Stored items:

_ _ _ _ _

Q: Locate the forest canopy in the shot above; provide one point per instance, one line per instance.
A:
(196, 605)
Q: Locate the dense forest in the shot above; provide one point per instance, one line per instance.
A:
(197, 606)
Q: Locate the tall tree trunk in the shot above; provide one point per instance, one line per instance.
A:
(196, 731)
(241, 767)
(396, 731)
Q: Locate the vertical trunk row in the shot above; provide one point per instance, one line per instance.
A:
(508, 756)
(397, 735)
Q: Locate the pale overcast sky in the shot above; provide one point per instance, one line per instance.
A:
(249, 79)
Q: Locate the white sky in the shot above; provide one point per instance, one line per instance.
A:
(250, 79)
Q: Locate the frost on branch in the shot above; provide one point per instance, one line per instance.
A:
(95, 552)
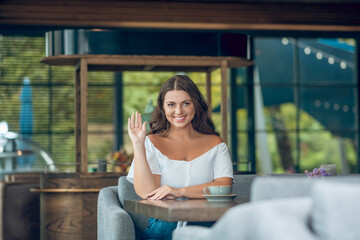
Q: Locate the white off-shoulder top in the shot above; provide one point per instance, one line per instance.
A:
(213, 164)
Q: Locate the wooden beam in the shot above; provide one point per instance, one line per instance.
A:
(224, 109)
(83, 115)
(235, 15)
(208, 90)
(77, 119)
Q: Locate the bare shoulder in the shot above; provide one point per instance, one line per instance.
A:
(212, 140)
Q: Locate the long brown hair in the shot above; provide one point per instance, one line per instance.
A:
(201, 121)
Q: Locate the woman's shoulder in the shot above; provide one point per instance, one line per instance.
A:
(212, 139)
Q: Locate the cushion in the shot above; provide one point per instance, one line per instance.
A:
(336, 210)
(277, 219)
(272, 187)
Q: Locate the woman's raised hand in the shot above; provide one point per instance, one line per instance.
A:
(136, 129)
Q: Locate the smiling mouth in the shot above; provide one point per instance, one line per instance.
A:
(180, 119)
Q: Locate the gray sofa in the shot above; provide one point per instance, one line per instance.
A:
(283, 208)
(115, 223)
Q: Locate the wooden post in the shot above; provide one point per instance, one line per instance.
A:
(224, 90)
(81, 118)
(208, 90)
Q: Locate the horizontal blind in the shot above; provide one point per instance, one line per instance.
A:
(52, 106)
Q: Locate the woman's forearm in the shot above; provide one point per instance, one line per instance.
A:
(144, 181)
(197, 191)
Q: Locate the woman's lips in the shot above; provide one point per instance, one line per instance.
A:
(180, 119)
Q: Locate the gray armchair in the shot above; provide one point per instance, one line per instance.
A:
(115, 223)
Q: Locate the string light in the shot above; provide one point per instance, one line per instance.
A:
(343, 65)
(321, 55)
(285, 41)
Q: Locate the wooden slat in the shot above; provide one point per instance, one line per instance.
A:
(134, 60)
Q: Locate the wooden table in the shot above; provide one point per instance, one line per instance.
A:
(192, 210)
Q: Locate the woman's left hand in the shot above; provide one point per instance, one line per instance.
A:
(164, 192)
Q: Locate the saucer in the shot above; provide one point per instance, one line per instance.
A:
(218, 198)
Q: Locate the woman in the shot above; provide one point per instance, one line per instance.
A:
(182, 154)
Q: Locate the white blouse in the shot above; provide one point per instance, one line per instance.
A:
(213, 164)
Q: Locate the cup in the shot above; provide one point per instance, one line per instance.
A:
(330, 168)
(218, 190)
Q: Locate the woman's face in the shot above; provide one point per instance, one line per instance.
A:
(179, 109)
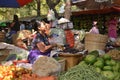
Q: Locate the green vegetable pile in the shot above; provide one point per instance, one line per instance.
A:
(82, 72)
(104, 65)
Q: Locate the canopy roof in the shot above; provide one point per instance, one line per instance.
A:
(101, 11)
(14, 3)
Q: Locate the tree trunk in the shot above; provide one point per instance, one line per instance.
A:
(67, 13)
(38, 8)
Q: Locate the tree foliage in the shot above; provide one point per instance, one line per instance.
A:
(30, 9)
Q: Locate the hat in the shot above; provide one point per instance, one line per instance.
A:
(94, 22)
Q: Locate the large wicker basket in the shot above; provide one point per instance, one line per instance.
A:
(2, 36)
(95, 41)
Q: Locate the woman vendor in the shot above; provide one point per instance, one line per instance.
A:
(40, 43)
(112, 28)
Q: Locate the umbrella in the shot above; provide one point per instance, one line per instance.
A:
(14, 3)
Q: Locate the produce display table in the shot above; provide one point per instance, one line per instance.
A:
(71, 59)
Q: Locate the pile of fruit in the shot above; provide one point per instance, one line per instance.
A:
(104, 65)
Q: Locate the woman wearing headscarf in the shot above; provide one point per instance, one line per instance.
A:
(40, 43)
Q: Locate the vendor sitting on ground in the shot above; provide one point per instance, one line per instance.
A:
(40, 43)
(94, 29)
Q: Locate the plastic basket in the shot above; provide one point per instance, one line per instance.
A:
(90, 46)
(2, 36)
(96, 38)
(71, 59)
(95, 41)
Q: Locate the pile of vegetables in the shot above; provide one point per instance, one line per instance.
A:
(115, 54)
(104, 65)
(12, 72)
(81, 72)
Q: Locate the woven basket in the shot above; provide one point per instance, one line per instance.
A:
(91, 46)
(96, 38)
(62, 62)
(95, 41)
(71, 59)
(2, 36)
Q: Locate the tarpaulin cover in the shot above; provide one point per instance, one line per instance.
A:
(14, 3)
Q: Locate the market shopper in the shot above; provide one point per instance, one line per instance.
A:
(94, 29)
(112, 28)
(15, 25)
(40, 43)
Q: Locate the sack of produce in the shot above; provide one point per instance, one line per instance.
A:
(46, 66)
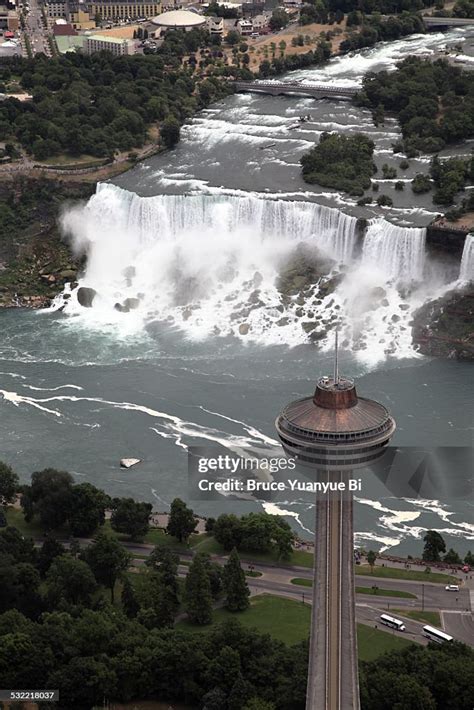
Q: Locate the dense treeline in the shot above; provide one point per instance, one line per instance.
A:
(433, 101)
(255, 532)
(62, 627)
(96, 105)
(279, 65)
(342, 162)
(461, 8)
(333, 10)
(376, 29)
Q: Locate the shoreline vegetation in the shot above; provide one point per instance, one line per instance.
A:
(82, 620)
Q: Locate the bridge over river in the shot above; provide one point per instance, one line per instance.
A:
(447, 22)
(316, 91)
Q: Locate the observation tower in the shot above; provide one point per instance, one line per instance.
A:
(334, 433)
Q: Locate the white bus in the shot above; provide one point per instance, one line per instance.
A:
(393, 623)
(436, 635)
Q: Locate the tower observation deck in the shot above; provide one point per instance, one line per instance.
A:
(333, 433)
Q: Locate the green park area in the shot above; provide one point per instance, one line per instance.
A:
(427, 617)
(288, 621)
(302, 582)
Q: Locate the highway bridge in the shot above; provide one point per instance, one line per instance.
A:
(315, 91)
(332, 674)
(447, 22)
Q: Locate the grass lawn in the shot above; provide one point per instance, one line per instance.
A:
(206, 543)
(288, 621)
(301, 582)
(361, 590)
(371, 643)
(413, 575)
(430, 617)
(284, 619)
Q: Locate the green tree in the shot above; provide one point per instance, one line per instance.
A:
(371, 557)
(170, 131)
(87, 509)
(258, 704)
(49, 498)
(339, 161)
(279, 19)
(181, 522)
(235, 585)
(107, 559)
(131, 518)
(232, 37)
(197, 593)
(50, 549)
(8, 484)
(85, 682)
(129, 600)
(228, 531)
(434, 546)
(452, 557)
(469, 559)
(14, 544)
(69, 579)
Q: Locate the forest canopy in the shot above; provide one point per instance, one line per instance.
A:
(433, 101)
(342, 162)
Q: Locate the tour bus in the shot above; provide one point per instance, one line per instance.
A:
(436, 635)
(393, 623)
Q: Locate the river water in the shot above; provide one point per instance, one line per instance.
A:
(198, 237)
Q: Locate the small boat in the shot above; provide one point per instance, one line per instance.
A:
(128, 463)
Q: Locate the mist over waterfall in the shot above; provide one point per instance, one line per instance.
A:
(272, 271)
(396, 251)
(466, 271)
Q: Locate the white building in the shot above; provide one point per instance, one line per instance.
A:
(245, 27)
(215, 25)
(115, 45)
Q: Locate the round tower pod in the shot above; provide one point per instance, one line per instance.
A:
(335, 428)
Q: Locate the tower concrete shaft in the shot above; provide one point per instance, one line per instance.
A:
(331, 434)
(332, 674)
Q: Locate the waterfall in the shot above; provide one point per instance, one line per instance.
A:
(396, 251)
(168, 217)
(227, 265)
(466, 272)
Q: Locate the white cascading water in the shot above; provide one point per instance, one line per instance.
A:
(466, 271)
(397, 252)
(209, 265)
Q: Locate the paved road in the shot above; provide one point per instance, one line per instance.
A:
(455, 607)
(35, 29)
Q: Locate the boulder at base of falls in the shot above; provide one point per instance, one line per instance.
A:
(128, 305)
(128, 463)
(86, 296)
(444, 327)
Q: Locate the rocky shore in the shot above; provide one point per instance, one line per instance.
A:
(34, 261)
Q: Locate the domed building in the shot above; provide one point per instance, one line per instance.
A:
(179, 20)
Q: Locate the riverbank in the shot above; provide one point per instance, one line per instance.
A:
(35, 262)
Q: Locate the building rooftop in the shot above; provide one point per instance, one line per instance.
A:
(179, 18)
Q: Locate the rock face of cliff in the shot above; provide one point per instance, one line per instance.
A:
(34, 262)
(445, 327)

_ _ _ _ _

# [What needs to be done]
Retype exactly the lines of the data above that fall between the line with "Q: Locate the white cascading" and the line with "Q: Locate the boulder", inclusive, and add nothing.

# [Written answer]
Q: Locate the white cascading water in the shot above; provide one point per instance, one line per instance.
A:
(466, 271)
(397, 252)
(209, 265)
Q: Locate the paved road in the shot above; provide one point per instance, one line per instance.
A:
(455, 607)
(35, 29)
Q: Locate the boulder at base of falls in the shot above; provide one point per instance, one line per instance.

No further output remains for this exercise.